#### Problem requirements:
Copy the listing verbatim from its first line through the line containing "POLYGON ((277 219, 272", including both of those lines. Leave the pictures out of your copy.

#### Dataset entries:
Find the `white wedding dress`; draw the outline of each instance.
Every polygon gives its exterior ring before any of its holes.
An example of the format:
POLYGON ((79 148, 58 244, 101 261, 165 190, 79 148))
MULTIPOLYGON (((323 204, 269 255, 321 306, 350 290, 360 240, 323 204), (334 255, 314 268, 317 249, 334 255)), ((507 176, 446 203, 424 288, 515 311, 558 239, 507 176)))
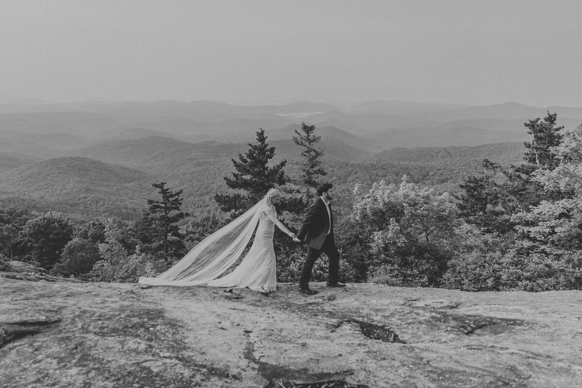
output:
POLYGON ((277 219, 272 205, 261 201, 244 213, 200 241, 180 261, 155 277, 140 277, 151 286, 249 287, 261 292, 277 288, 273 234, 275 225, 290 234, 277 219), (258 227, 257 227, 257 224, 258 227), (249 252, 235 270, 224 273, 240 257, 257 229, 249 252))
POLYGON ((258 227, 246 256, 235 270, 220 279, 208 282, 211 287, 249 287, 270 293, 277 289, 276 264, 273 248, 273 234, 277 215, 266 204, 259 209, 258 227))

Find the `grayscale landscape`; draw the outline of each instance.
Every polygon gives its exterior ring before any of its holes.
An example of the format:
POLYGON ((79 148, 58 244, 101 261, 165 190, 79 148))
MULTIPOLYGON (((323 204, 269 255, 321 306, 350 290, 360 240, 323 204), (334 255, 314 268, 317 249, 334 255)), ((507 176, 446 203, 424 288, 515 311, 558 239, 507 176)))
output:
POLYGON ((580 15, 0 2, 0 386, 582 386, 580 15))

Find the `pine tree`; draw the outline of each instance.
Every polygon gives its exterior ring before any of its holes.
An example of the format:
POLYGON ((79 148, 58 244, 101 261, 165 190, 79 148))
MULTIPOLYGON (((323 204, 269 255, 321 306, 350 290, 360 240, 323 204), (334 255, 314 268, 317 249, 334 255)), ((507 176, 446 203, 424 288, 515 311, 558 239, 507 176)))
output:
POLYGON ((150 226, 151 247, 161 251, 165 261, 182 253, 183 236, 178 222, 187 215, 182 211, 182 190, 173 191, 166 187, 166 182, 152 183, 161 200, 148 200, 148 209, 144 215, 146 225, 150 226), (149 221, 149 222, 148 222, 149 221))
POLYGON ((295 130, 297 136, 293 137, 293 141, 297 145, 304 147, 301 152, 304 161, 301 171, 303 177, 301 183, 310 187, 317 187, 320 182, 316 179, 318 176, 325 176, 327 172, 321 166, 322 161, 321 157, 325 155, 321 148, 316 149, 314 144, 321 140, 321 136, 314 134, 315 126, 307 125, 305 123, 301 123, 301 132, 295 130))
POLYGON ((527 151, 524 160, 528 163, 535 165, 538 168, 544 170, 553 170, 558 166, 556 154, 551 147, 560 145, 563 136, 562 131, 564 127, 556 126, 558 113, 550 113, 541 120, 540 118, 530 120, 524 123, 527 129, 527 133, 533 137, 531 142, 524 143, 527 151))
POLYGON ((222 211, 246 210, 262 198, 269 188, 286 182, 283 169, 287 161, 269 167, 269 161, 275 156, 275 147, 269 147, 267 143, 264 130, 260 129, 256 133, 257 142, 249 144, 250 148, 245 155, 239 154, 238 161, 232 159, 236 170, 232 173, 233 177, 224 177, 229 187, 243 190, 246 194, 215 195, 214 200, 222 211))

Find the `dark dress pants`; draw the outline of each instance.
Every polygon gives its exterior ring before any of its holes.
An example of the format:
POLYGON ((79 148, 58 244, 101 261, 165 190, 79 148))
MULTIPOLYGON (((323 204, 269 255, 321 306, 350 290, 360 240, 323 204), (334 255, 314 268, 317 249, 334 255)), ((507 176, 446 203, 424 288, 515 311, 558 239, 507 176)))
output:
POLYGON ((309 247, 307 249, 307 257, 303 263, 303 268, 301 270, 301 278, 299 280, 299 286, 306 289, 309 287, 309 281, 311 280, 311 270, 315 261, 320 258, 322 253, 329 258, 329 268, 328 272, 328 283, 335 284, 338 283, 338 273, 339 272, 339 252, 335 247, 335 241, 333 233, 328 234, 324 241, 324 244, 320 249, 315 249, 309 247))

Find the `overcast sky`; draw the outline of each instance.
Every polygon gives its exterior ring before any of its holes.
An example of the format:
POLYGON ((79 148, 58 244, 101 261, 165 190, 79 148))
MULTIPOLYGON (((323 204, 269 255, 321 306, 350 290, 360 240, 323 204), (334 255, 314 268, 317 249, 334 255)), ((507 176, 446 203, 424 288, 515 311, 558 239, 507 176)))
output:
POLYGON ((0 99, 582 106, 582 1, 0 1, 0 99))

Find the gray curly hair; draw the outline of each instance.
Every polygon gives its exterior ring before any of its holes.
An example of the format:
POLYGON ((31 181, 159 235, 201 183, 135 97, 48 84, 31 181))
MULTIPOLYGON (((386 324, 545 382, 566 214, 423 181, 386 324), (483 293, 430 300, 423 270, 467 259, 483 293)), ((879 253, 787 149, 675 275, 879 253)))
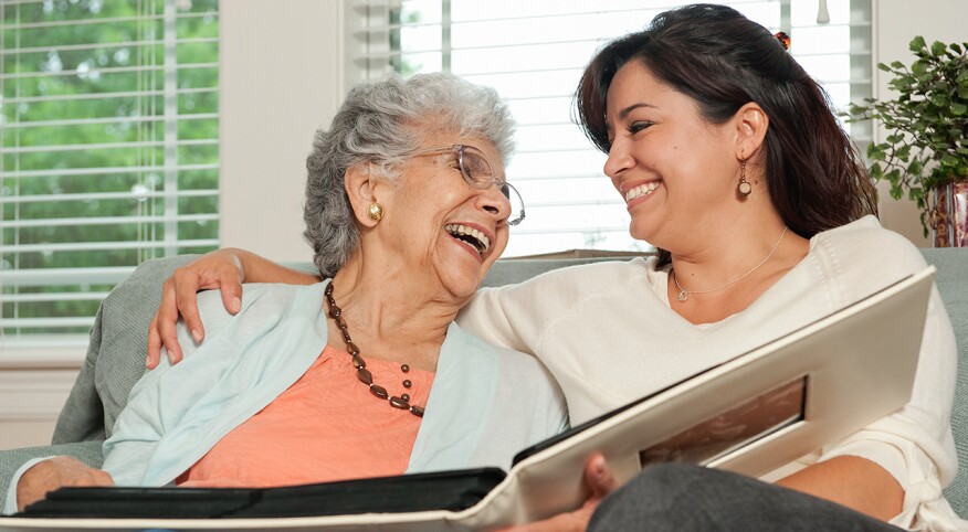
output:
POLYGON ((385 178, 398 180, 399 166, 427 135, 441 131, 488 139, 506 166, 514 128, 507 105, 493 88, 452 74, 394 75, 350 91, 329 130, 316 131, 306 160, 303 236, 319 273, 332 277, 359 246, 345 188, 349 168, 375 163, 385 178))

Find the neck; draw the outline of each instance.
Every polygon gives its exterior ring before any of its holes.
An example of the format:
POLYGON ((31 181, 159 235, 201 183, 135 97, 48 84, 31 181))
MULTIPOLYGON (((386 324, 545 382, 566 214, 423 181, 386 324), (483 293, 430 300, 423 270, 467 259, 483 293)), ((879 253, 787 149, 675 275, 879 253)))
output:
MULTIPOLYGON (((755 277, 769 263, 789 258, 789 254, 783 253, 783 241, 793 237, 806 244, 787 231, 779 215, 743 222, 706 225, 711 230, 695 238, 694 251, 672 251, 673 280, 678 290, 698 294, 725 289, 747 277, 755 277)), ((796 262, 800 258, 802 255, 796 262)))
MULTIPOLYGON (((367 263, 356 253, 334 277, 333 297, 364 358, 425 370, 436 366, 440 345, 463 301, 439 297, 425 284, 414 283, 415 276, 392 265, 367 263)), ((346 349, 333 320, 329 331, 329 344, 346 349)))

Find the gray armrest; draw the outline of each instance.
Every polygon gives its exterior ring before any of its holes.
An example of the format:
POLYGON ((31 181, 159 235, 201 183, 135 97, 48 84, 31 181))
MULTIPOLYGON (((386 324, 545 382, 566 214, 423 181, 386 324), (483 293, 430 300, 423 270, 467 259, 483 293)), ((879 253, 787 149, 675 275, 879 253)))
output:
POLYGON ((161 301, 161 284, 196 256, 145 262, 101 304, 84 366, 57 418, 54 444, 111 436, 128 393, 145 373, 148 323, 161 301))

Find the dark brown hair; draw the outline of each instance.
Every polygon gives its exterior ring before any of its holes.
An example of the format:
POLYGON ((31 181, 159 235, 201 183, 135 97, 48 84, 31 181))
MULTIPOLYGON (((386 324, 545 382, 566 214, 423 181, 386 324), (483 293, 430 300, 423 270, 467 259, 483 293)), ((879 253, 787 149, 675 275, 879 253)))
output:
MULTIPOLYGON (((766 28, 725 6, 693 4, 609 43, 586 67, 575 95, 577 121, 606 153, 606 96, 630 61, 693 98, 713 124, 749 102, 762 107, 770 120, 762 150, 767 188, 800 236, 877 213, 876 191, 827 93, 766 28)), ((660 251, 661 263, 669 259, 660 251)))

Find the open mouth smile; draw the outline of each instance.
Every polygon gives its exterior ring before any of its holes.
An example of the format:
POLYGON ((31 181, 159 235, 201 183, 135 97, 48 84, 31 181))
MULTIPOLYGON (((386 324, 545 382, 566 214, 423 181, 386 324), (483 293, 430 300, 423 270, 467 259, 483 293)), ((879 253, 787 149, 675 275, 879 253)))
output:
POLYGON ((629 203, 630 201, 634 200, 635 198, 641 198, 643 195, 651 194, 655 189, 659 188, 659 184, 660 184, 660 181, 650 181, 648 183, 640 184, 639 187, 635 187, 634 189, 625 192, 625 203, 629 203))
POLYGON ((451 236, 461 242, 465 242, 474 247, 477 251, 477 254, 481 257, 487 253, 487 249, 491 248, 491 238, 484 235, 484 233, 475 230, 474 227, 469 227, 463 224, 446 224, 444 225, 444 231, 446 231, 451 236))

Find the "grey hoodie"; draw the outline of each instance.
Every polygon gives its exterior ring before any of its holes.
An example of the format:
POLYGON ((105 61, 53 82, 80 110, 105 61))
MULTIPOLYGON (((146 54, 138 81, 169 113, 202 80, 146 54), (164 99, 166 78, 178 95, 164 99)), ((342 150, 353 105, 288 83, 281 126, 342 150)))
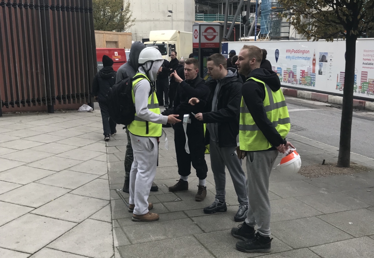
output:
POLYGON ((126 64, 118 68, 116 83, 118 83, 128 76, 132 78, 135 76, 139 67, 139 55, 145 48, 145 45, 140 41, 136 41, 131 45, 130 56, 126 64))

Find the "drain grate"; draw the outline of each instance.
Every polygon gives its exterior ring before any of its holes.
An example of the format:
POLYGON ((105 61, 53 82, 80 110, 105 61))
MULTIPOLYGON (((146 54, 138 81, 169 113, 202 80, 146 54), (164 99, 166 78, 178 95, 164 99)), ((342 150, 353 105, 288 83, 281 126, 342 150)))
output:
POLYGON ((300 131, 305 131, 307 130, 306 128, 304 128, 303 127, 301 127, 300 126, 297 126, 295 125, 291 125, 291 129, 290 129, 289 131, 291 132, 300 132, 300 131))

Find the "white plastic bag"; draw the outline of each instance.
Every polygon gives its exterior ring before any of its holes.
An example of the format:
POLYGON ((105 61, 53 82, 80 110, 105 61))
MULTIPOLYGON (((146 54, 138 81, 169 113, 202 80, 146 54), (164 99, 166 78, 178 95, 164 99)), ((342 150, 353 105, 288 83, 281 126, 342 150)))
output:
POLYGON ((91 112, 94 110, 94 109, 89 106, 88 105, 83 104, 78 110, 78 112, 91 112))

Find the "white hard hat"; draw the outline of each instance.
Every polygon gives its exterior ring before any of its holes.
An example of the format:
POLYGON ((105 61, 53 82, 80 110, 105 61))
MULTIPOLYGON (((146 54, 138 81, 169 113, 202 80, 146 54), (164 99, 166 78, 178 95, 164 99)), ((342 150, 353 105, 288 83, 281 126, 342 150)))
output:
POLYGON ((144 64, 147 61, 156 61, 163 60, 161 53, 154 47, 147 47, 140 52, 139 55, 139 64, 144 64))
POLYGON ((277 166, 277 170, 281 173, 295 174, 297 173, 301 166, 300 155, 295 150, 283 157, 277 166))

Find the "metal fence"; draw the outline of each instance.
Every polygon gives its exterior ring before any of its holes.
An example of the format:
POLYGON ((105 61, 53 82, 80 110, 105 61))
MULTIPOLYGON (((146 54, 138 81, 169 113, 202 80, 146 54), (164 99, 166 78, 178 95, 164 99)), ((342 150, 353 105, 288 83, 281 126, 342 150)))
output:
POLYGON ((0 37, 1 107, 92 105, 92 0, 1 0, 0 37))

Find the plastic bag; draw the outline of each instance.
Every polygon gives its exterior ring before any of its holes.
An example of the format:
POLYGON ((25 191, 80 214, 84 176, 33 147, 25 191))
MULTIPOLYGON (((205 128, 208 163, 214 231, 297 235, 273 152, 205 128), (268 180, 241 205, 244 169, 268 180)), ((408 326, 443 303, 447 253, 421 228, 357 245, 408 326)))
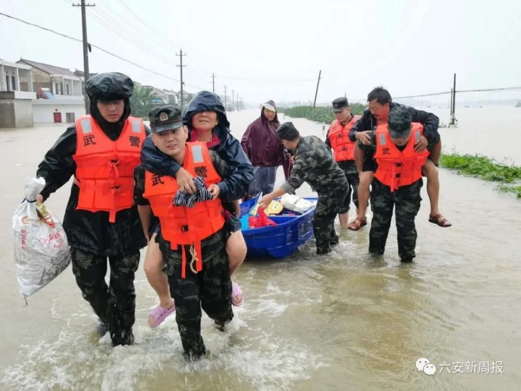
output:
POLYGON ((284 194, 280 198, 284 207, 293 212, 304 213, 315 205, 315 203, 292 194, 284 194))
POLYGON ((271 219, 268 218, 264 213, 265 208, 258 208, 258 215, 257 217, 256 216, 250 216, 248 218, 248 224, 250 228, 260 228, 261 227, 267 227, 268 226, 276 226, 277 223, 271 219))
POLYGON ((70 263, 70 251, 61 224, 36 201, 45 186, 43 178, 29 179, 26 198, 13 216, 17 278, 24 298, 45 286, 70 263))

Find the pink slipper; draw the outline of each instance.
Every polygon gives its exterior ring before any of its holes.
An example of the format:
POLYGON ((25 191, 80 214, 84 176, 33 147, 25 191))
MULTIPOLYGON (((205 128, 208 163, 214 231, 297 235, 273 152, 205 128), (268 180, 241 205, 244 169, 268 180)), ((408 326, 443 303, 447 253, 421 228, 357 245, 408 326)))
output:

#### Final result:
Find the `white wedding dress`; draw the outline of each instance.
Every polygon gives its exterior ring before any of its holes.
An example of the format:
POLYGON ((79 148, 58 244, 101 261, 165 190, 79 148))
MULTIPOLYGON (((323 204, 269 255, 321 306, 350 290, 360 240, 323 204), (334 255, 314 268, 317 249, 334 255)), ((507 176, 446 203, 424 288, 515 311, 558 239, 507 176)))
output:
POLYGON ((277 219, 272 205, 261 201, 244 213, 200 241, 180 261, 155 277, 140 277, 151 286, 249 287, 261 292, 277 288, 273 234, 275 225, 290 234, 277 219), (258 227, 257 227, 257 224, 258 227), (249 252, 235 270, 224 273, 240 257, 257 229, 249 252))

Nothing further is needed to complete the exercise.